Short exercise:
Report every line of the listing below that contains the word "green", copying each such line in full.

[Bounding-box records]
+ + + +

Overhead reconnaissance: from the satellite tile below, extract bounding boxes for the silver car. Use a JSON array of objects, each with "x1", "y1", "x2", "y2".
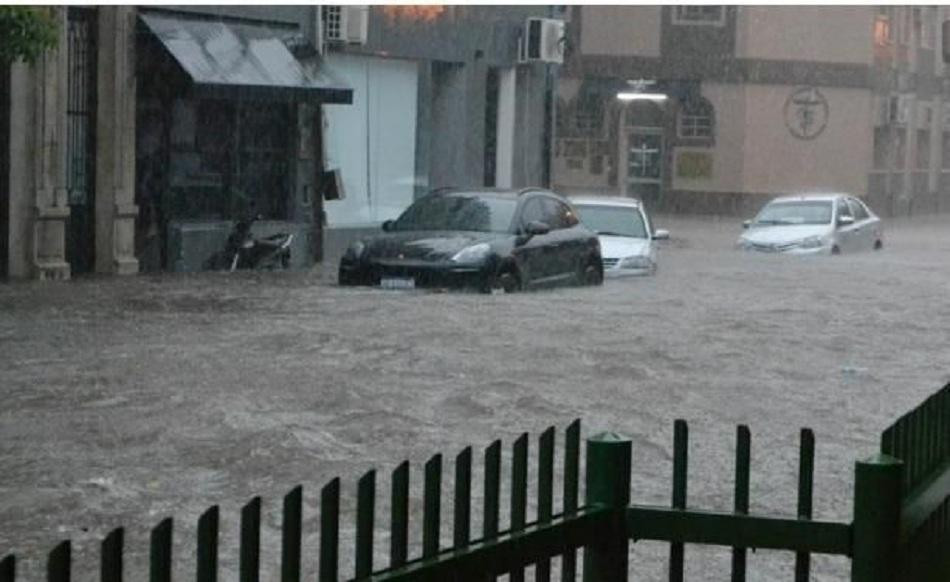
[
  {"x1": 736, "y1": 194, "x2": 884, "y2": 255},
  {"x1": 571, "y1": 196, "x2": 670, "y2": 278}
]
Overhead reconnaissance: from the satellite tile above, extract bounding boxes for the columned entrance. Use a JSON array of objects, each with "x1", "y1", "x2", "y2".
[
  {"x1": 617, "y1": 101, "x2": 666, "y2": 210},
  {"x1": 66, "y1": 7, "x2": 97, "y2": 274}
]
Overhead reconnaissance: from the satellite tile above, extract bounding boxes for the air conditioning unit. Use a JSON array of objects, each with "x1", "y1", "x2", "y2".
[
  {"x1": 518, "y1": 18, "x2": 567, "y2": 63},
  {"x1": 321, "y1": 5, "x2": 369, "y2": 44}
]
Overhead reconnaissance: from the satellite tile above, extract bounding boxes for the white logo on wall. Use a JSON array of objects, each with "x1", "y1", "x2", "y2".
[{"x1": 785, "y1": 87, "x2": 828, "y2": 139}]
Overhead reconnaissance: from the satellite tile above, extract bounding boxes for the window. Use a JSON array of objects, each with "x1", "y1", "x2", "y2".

+ + + +

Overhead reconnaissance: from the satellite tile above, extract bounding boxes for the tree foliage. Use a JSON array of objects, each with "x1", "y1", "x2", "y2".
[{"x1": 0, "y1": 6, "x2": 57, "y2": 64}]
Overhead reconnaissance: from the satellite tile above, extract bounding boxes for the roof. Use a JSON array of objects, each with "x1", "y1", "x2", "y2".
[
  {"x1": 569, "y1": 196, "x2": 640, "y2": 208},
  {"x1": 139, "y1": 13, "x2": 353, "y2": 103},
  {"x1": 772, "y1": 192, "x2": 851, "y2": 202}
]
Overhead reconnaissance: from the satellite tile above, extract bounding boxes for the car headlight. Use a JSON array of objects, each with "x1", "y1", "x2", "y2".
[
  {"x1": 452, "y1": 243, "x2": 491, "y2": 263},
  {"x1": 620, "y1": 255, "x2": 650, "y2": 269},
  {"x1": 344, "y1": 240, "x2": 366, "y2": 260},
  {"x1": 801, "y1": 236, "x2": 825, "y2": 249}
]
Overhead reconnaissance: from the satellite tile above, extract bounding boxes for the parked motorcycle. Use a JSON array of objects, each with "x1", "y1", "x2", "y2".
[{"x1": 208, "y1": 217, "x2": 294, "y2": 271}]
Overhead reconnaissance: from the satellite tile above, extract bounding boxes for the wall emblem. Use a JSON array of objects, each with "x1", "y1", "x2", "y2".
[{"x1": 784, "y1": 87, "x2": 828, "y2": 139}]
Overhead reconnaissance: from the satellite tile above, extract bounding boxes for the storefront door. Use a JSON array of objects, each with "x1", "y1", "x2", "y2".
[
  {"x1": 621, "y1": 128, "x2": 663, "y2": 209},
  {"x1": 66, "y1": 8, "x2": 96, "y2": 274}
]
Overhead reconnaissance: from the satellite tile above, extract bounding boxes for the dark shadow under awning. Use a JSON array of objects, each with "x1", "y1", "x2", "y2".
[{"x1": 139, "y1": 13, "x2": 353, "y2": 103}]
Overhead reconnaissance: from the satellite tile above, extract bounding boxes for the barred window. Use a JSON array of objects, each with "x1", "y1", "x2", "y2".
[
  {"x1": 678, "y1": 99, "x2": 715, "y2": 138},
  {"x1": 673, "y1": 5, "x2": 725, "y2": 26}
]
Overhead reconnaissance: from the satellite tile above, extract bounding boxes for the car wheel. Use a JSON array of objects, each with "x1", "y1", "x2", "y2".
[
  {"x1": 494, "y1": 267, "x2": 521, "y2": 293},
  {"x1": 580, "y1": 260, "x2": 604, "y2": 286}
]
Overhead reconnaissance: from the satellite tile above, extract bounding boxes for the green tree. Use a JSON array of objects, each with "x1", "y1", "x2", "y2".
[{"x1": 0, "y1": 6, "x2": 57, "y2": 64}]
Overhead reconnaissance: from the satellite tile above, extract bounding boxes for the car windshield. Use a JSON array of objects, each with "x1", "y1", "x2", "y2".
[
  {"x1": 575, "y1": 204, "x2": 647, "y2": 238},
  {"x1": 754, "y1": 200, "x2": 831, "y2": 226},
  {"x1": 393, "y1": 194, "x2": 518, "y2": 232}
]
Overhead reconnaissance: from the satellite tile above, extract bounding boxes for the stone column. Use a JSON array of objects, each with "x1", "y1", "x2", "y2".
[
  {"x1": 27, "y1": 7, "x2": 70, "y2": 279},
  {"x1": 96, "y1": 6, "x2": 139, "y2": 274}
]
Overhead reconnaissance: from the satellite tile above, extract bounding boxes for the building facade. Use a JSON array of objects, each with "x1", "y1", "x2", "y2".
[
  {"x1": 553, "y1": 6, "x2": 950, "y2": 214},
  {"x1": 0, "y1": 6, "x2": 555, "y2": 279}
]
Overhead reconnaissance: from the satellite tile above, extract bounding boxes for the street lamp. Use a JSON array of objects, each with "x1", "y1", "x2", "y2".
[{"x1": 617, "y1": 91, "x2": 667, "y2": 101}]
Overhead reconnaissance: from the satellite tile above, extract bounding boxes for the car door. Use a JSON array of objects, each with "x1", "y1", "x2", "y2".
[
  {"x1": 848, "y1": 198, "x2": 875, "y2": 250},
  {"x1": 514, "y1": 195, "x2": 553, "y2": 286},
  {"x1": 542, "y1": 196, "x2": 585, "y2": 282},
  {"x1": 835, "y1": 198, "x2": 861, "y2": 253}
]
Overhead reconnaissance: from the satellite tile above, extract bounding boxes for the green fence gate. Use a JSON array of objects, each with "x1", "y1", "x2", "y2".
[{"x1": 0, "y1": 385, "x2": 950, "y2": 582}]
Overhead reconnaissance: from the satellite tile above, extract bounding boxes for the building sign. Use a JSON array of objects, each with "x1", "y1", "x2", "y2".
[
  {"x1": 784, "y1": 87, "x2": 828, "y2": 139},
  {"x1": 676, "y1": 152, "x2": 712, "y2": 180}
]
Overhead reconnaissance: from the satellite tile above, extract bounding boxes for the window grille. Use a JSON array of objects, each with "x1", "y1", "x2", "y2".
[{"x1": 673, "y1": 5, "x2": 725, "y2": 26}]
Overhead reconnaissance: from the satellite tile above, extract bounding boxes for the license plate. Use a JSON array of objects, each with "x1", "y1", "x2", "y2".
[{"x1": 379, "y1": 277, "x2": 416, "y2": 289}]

+ + + +

The solution:
Overhead reconnaissance: from the satellite tile above, extract bounding boxes for the green tree. Use a JSON array of objects, each with "x1", "y1", "x2", "y2".
Overhead reconnaissance: from the satellite tile above, extract bounding boxes for the green fence gate. Use a JSON array of objects, each with "x1", "y1", "x2", "y2".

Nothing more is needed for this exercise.